───── SELECTED PASSAGE

It does get easier- I know that doesn't mean much right now, but maybe the knowledge that one day you'll see how far you've come and memories of her will make you smile again, will bring a small bit of comfort.
Hi Sara. I knew that you had lost your sister, but didn't realize that she had taken her own life. I just barely (technologically competent as I am) figured out where your blog was and spent some serious time on it. Yes, we do lead different lives, but the familiarity of emotion was there for me as well as I read through several of your posts.
It's a terrible place to have a meeting of minds, but it is even a worse place to feel alone. I completely relate with the scatterbrained world that follows and the different worlds that are before and after. I will also be thinking of you as I grieve on January 7th knowing that date is a hard one for you as well.
So, thank you for commenting on my blog. I so appreciate knowing that someone is out there that understands.
Kara,
I wasn't even aware that your sister committed suicide (do you even say that? or do you say, took his/her own life?).
What a horrible, tragic thing to happen to her and to the family that is left wondering if they said or did something different, if it would have made a difference. Just like Sara said, all the "what if" questions.
But the bottom line is, you have to do the best you can do, when you can do it, and not beat yourself up about it when you can't do better.
Much love from here in California. I feel like anything I say may sound trite, so, if it is, know it's said with sincerity.
Hey Kara,
As soon as you said the date, I knew what this post was going to be about. How is Jeff hanging in there? I tried writing him on facebook, but he hasn't responded yet.
Kara, I think that we all had ideas of things that we wanted to do to help that little family, but in reality, there is only so much that you can do when they are so far away, and the economy is crashing. It makes it difficult to travel short distances let alone states.
Don't be too hard on yourself. Jeff knows that we love him and will always be there is he truly asks for our help.
I wish I could help you feel better. We all have family "stuff" that makes us cry and wonder "why". My dad died last year, lots of unresolved stuff there. I had 2 cousins take their own life. It's sad, it's confusing, and it's painful.
It's good that you can blog about it, cry through it, and have family and friends that you can lean on. My heart goes out to you. If you need a shoulder to cry on or a babysitter so you can escape for date night...you know who to call!
One of my very good friends had to deal with the pain of her own mother committing suicide about five years ago. I never knew what to say to my friend or really how to cope with it myself - I had met her mother a few times and she always seemed so happy, but she had been dealing with cancer and a lot of pain for a number of years before she decided to take her own life.
I'm so sorry that you've had to experience this. I think one of my most difficult struggles in life has been knowing a murderer and a child molester (thankfully not affecting my own children) and trying to forgive these people.
Wish I could hang out with you and the kids for an afternoon...
-Liz
Kara,
On the morning of Terissa's 16th Birthday Rock, Andrew, Michelle, Greg, Harmony and I went and kidnapped her and took her to breakfast before school. In her pj's we all sat together laughing and eating breakfast at Denny's in Provo near BYU. She arrived at school later that morning to see her locker decorated with balloons and crate paper. We made her wear a Birthday Girl crown all day at school. They sang Happy Birthday to her in all of her classes. At lunch we had a cake with candles that she blew out while the lunch room sang to her. That day was filled with surprises and well wishes for the up coming year.
Tree was an amazing friend who's life was filled with equally amazing moments. Always remember those moments and remember that we have a loving, wise and merciful Lord who holds her in His arms and is healing her heart.

──────────
───── INFORMATION PROVIDED

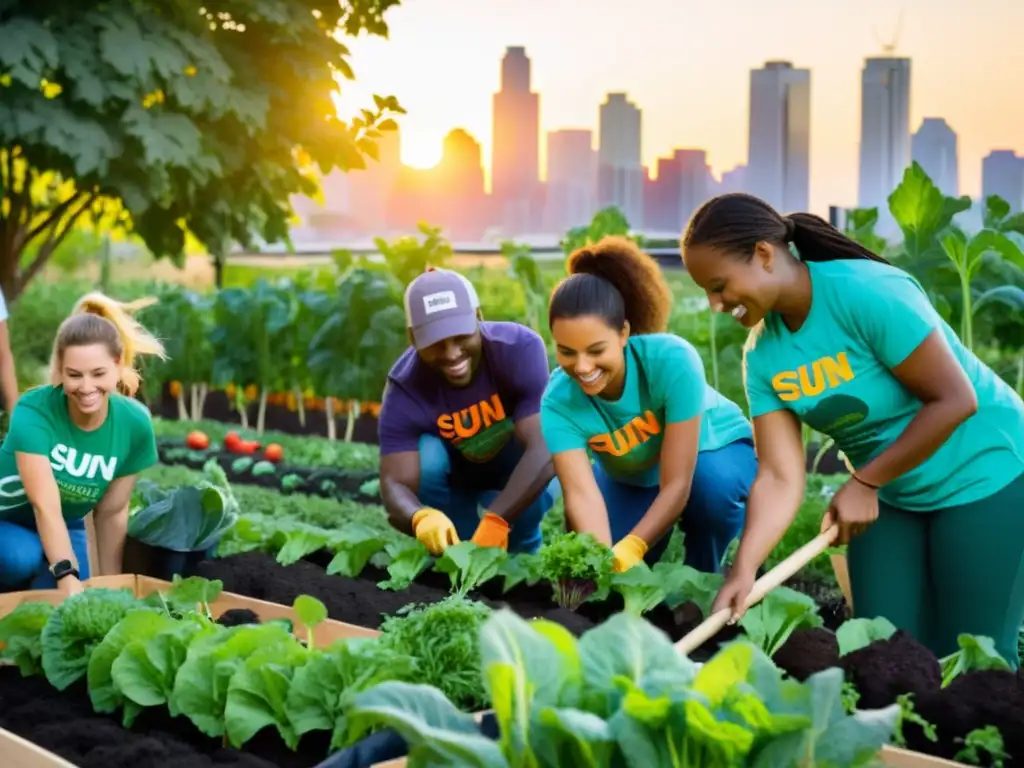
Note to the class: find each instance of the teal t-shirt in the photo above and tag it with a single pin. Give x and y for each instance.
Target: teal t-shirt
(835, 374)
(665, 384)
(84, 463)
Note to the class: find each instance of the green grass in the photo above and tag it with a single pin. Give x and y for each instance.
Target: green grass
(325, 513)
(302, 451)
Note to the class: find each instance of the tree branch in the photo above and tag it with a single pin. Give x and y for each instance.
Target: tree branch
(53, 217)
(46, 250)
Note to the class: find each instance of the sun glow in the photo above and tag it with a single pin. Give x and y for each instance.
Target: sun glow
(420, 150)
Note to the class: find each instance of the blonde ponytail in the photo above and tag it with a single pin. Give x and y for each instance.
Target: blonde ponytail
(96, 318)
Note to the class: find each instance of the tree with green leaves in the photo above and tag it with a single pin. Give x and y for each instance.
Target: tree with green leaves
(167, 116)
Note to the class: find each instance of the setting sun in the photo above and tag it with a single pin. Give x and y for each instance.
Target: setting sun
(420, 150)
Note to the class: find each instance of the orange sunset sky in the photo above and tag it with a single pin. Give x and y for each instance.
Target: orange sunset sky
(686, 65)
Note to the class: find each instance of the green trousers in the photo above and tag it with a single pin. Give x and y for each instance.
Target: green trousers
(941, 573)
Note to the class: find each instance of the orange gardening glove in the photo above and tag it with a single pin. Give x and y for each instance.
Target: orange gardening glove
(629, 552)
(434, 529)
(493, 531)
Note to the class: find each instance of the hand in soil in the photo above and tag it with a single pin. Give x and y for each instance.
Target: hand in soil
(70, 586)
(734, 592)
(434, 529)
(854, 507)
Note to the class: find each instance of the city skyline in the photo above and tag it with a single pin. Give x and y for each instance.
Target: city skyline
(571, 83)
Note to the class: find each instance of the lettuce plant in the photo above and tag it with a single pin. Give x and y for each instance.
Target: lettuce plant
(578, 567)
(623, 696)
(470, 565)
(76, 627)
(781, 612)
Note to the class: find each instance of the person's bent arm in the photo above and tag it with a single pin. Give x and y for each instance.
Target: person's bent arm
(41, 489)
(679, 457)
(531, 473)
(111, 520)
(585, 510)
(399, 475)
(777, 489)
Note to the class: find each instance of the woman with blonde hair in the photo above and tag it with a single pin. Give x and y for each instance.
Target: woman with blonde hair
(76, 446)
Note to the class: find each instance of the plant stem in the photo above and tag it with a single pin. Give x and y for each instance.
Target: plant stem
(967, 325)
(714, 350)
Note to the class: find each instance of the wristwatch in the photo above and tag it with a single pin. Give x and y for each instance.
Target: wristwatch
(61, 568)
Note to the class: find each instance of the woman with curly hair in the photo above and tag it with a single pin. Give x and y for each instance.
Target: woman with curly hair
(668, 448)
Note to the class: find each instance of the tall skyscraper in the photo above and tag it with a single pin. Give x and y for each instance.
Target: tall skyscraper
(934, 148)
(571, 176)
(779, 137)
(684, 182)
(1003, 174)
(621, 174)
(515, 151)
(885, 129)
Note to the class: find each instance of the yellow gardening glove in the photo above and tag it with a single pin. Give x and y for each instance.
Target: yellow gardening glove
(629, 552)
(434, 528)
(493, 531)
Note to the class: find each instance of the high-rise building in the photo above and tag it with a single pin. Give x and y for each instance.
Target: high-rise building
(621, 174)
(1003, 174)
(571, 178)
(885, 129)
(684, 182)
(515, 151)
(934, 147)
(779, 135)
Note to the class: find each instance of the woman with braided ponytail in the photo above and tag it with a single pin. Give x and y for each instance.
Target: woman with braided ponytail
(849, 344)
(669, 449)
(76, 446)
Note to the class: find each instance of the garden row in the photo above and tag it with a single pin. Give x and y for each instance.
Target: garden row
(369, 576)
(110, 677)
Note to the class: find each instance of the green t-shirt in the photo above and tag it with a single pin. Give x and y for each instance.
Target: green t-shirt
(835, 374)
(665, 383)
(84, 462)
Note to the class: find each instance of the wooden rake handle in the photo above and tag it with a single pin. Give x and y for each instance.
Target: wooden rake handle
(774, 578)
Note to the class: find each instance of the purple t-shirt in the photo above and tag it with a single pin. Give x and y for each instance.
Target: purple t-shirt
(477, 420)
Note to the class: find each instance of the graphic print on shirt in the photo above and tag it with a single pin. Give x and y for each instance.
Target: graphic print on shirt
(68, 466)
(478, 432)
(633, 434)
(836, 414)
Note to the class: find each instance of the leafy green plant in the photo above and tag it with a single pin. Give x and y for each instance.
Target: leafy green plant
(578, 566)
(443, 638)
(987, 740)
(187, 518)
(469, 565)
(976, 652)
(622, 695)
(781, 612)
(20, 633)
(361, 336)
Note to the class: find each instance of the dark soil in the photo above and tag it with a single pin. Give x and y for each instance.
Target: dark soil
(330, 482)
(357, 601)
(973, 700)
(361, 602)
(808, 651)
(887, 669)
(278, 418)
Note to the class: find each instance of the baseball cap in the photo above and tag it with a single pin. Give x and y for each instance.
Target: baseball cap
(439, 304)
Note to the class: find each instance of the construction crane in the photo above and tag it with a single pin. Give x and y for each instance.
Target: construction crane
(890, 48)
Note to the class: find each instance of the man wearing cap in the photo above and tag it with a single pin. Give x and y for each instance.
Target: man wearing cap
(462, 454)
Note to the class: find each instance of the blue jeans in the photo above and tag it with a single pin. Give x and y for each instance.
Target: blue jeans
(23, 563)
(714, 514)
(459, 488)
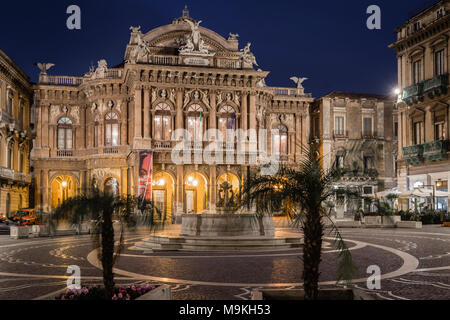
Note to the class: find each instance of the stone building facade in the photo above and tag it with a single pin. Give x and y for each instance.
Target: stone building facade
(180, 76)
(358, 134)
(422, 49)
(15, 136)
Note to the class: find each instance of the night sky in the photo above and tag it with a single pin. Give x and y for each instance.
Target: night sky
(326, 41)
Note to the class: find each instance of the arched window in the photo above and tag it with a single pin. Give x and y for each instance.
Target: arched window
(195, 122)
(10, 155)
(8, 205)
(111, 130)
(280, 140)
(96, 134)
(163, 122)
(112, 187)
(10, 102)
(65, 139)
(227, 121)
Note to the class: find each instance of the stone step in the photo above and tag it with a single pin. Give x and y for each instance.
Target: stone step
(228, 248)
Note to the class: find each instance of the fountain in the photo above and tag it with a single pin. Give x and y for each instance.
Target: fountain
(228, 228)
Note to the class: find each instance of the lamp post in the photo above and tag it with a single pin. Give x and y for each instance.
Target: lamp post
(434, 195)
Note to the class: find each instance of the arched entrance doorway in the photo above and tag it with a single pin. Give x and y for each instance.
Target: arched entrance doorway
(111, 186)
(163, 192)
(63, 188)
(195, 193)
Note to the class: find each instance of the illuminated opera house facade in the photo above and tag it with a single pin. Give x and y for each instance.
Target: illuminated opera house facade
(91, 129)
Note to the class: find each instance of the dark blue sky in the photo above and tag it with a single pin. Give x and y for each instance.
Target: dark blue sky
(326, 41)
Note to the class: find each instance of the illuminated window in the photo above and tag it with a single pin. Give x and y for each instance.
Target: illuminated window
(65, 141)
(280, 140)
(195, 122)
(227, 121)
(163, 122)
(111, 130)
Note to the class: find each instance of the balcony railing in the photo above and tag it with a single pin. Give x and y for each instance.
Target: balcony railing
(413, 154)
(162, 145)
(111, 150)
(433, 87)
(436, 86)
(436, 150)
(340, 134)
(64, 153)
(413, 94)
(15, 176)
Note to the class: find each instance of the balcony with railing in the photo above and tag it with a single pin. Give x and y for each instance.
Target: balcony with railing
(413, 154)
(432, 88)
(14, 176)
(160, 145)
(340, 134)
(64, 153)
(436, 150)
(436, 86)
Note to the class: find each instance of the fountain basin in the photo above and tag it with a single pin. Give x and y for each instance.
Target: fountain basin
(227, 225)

──────────
───── INFORMATION PROVIDED

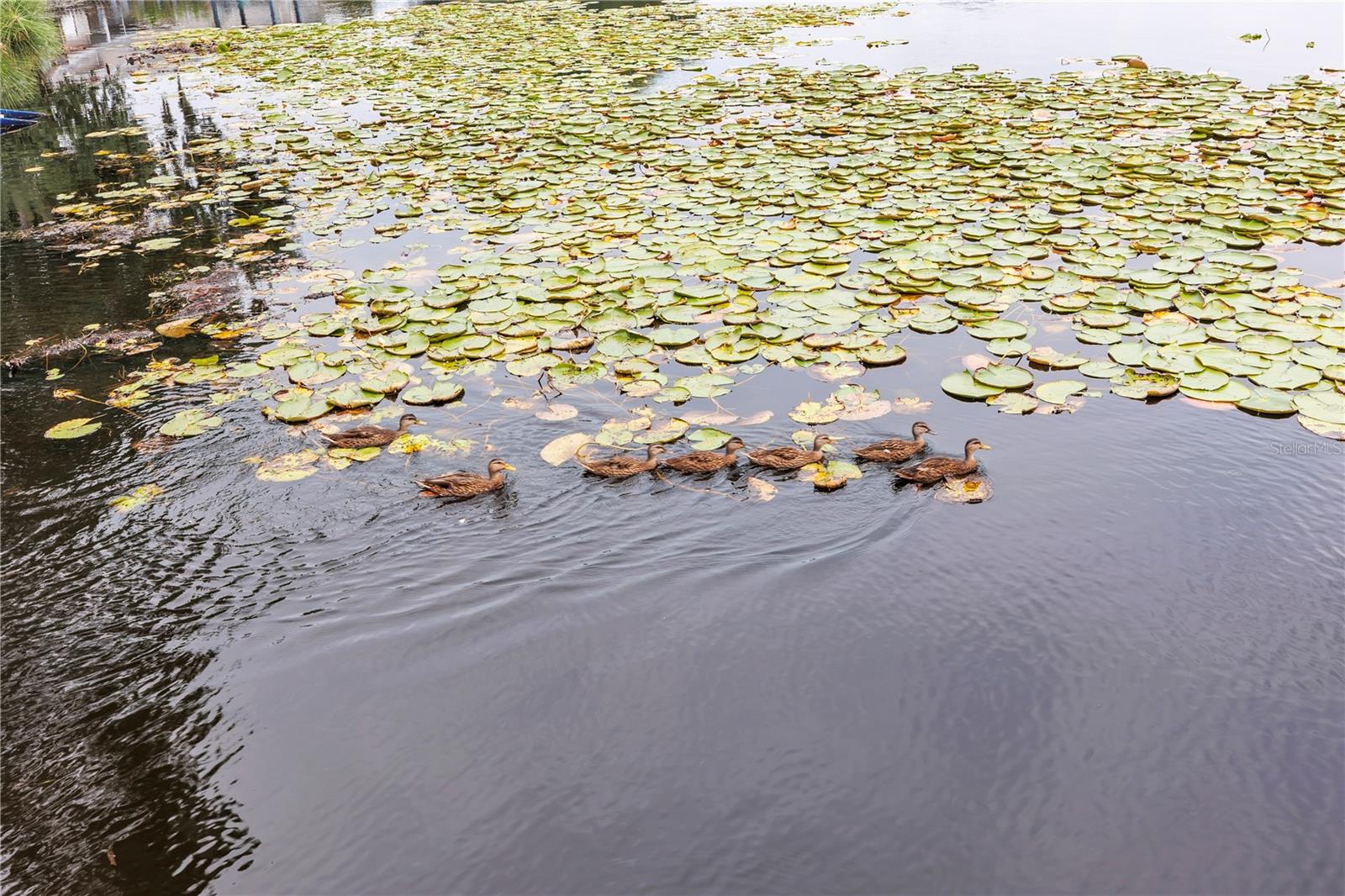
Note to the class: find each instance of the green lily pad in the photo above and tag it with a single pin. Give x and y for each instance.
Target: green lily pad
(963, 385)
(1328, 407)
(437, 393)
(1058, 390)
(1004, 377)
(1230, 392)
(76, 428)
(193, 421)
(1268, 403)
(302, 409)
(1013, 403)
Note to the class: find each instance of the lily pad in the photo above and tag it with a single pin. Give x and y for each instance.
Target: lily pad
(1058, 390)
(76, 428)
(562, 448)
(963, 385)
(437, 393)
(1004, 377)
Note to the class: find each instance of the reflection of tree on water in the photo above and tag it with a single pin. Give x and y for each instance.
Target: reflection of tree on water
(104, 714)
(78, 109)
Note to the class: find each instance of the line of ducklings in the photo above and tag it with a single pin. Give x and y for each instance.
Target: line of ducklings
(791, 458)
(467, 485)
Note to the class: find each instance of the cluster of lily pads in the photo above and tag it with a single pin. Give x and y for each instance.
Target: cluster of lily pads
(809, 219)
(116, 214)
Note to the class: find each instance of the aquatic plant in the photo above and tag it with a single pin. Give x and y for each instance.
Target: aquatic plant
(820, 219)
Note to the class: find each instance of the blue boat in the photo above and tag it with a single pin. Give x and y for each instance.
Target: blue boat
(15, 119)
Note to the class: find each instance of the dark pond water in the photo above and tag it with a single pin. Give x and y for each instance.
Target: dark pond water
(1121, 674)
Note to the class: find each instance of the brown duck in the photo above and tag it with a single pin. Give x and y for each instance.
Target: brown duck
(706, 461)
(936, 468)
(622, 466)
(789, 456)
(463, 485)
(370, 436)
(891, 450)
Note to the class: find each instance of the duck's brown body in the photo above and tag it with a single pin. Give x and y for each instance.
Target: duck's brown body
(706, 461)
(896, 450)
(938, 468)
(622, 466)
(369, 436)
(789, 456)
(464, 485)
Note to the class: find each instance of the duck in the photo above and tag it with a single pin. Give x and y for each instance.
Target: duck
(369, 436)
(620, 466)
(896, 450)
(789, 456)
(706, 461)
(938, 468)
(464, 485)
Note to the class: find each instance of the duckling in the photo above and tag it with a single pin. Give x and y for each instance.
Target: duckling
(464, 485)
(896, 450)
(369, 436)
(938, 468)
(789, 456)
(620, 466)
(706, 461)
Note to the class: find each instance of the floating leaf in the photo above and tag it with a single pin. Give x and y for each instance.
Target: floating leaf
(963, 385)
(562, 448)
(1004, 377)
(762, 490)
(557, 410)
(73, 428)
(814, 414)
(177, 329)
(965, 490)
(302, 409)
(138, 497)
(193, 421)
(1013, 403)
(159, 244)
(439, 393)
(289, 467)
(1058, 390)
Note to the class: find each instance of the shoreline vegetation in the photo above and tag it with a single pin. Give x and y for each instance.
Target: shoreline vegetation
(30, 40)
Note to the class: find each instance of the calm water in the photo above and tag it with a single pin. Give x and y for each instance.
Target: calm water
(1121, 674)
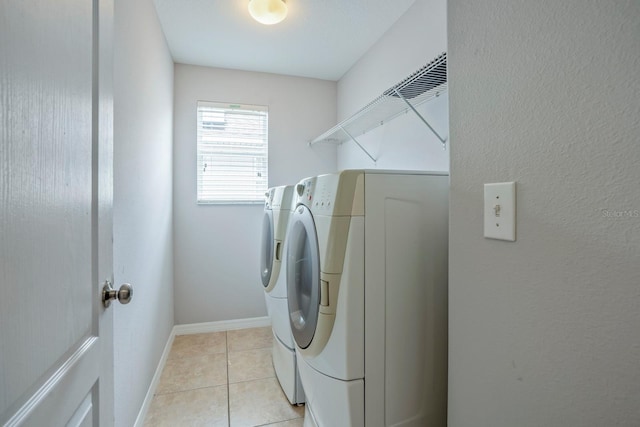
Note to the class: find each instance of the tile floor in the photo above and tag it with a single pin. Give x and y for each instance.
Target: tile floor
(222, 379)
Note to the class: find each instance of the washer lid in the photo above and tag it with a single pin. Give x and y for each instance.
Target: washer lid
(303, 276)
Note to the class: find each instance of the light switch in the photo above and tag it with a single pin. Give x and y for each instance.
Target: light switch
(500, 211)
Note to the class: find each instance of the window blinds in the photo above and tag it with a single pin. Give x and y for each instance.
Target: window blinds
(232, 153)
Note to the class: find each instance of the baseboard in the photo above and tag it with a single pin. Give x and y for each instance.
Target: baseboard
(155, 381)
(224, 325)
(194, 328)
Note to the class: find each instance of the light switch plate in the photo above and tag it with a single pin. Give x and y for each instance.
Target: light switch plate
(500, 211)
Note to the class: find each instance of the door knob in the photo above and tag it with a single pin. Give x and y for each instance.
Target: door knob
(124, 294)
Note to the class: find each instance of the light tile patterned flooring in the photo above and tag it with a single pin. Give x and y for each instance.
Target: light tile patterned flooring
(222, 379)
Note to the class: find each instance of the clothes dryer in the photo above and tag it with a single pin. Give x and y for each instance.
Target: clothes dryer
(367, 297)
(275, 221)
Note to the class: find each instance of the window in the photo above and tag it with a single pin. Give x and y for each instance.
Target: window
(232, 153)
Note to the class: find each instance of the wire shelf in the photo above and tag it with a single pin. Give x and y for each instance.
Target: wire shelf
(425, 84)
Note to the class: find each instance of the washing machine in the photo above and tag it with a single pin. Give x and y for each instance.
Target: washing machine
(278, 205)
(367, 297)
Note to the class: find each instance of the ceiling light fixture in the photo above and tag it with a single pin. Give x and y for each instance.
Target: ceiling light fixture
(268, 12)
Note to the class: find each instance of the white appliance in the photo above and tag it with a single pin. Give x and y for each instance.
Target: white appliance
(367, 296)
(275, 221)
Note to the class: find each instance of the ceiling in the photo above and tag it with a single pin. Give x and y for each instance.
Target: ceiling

──────────

→ **USING THE INFORMATION**
A – The comments name several people who went with the writer to take Terissa to breakfast on the morning of her 16th birthday. List each of them.
B – Reproduce the portion of the comments starting with "It's a terrible" and going on through "you as well.".

→ **EXERCISE ANSWERS**
A – Rock, Andrew, Michelle, Greg, Harmony

B –
It's a terrible place to have a meeting of minds, but it is even a worse place to feel alone. I completely relate with the scatterbrained world that follows and the different worlds that are before and after. I will also be thinking of you as I grieve on January 7th knowing that date is a hard one for you as well.